━━━━━ Data for this task ━━━━━
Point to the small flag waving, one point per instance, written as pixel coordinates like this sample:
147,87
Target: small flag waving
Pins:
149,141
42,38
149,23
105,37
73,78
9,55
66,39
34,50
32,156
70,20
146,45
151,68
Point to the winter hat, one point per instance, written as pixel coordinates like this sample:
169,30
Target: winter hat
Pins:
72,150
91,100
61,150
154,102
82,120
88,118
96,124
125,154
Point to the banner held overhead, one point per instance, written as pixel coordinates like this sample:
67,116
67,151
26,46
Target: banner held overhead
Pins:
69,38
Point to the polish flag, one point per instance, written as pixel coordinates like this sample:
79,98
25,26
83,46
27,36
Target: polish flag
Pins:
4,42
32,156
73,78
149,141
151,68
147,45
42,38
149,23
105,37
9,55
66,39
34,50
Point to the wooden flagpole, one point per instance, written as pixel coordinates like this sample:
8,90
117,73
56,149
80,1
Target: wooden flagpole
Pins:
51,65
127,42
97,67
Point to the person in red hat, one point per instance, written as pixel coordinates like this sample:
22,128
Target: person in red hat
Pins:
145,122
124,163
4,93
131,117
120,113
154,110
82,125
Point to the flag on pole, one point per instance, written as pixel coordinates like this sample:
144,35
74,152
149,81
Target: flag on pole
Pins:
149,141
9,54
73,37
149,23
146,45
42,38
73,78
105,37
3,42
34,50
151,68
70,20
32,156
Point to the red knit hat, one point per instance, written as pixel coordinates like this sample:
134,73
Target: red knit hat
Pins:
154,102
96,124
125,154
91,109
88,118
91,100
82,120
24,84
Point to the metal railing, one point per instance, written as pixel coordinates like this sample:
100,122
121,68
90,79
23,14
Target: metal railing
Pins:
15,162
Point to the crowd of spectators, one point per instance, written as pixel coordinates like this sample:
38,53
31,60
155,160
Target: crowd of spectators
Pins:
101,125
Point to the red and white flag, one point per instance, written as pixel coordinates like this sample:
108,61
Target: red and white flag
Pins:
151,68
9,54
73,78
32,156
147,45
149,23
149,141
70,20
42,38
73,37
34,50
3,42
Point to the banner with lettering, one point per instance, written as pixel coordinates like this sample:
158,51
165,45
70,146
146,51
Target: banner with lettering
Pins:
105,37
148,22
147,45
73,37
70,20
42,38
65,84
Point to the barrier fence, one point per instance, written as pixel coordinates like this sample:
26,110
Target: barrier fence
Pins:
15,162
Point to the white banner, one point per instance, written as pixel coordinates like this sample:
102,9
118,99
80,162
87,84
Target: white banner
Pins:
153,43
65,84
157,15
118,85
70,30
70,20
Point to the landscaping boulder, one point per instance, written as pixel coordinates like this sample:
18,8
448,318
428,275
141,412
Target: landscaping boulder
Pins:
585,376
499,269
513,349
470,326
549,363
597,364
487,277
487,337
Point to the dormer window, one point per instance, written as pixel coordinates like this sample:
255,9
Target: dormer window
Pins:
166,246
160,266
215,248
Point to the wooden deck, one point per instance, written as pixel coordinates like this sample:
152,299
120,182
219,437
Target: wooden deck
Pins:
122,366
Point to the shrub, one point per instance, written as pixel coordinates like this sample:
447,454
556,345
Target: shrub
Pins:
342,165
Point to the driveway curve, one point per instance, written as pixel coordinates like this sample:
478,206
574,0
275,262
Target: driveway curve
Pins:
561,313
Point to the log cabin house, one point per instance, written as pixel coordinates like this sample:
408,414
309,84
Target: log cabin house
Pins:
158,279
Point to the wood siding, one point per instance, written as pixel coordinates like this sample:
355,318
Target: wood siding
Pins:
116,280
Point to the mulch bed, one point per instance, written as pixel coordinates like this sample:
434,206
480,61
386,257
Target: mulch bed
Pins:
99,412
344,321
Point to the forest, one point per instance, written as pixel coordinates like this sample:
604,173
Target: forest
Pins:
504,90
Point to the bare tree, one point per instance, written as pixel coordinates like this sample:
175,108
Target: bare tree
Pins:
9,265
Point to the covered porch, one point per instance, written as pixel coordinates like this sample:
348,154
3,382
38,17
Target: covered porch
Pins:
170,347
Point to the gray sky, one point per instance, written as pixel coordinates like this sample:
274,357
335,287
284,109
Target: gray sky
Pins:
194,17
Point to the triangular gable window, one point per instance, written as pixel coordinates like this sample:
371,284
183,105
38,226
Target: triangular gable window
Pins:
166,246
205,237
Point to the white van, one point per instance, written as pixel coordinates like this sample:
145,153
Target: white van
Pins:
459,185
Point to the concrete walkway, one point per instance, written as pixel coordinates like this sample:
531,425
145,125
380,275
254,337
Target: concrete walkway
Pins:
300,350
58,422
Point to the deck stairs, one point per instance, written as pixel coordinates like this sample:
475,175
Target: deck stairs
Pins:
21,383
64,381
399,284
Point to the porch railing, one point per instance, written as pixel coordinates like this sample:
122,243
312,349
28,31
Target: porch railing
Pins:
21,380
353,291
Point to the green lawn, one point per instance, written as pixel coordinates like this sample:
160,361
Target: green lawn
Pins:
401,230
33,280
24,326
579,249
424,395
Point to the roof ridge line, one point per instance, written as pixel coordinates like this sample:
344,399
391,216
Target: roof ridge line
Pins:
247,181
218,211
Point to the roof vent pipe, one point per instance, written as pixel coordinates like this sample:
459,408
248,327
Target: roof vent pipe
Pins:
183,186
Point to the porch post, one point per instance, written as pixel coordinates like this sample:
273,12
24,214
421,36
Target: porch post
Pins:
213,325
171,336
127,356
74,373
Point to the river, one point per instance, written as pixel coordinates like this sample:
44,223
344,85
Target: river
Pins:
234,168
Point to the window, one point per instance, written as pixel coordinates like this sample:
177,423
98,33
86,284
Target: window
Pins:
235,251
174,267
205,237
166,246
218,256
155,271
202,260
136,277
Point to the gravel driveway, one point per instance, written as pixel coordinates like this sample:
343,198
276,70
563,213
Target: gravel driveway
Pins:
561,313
━━━━━
What you have to do » Find the string "spectators" in the entries above and return each line that holds it.

Exercise answer »
Point to the crowd of spectators, one point per instance, written as pixel coordinates like this sample:
Target: crowd of spectators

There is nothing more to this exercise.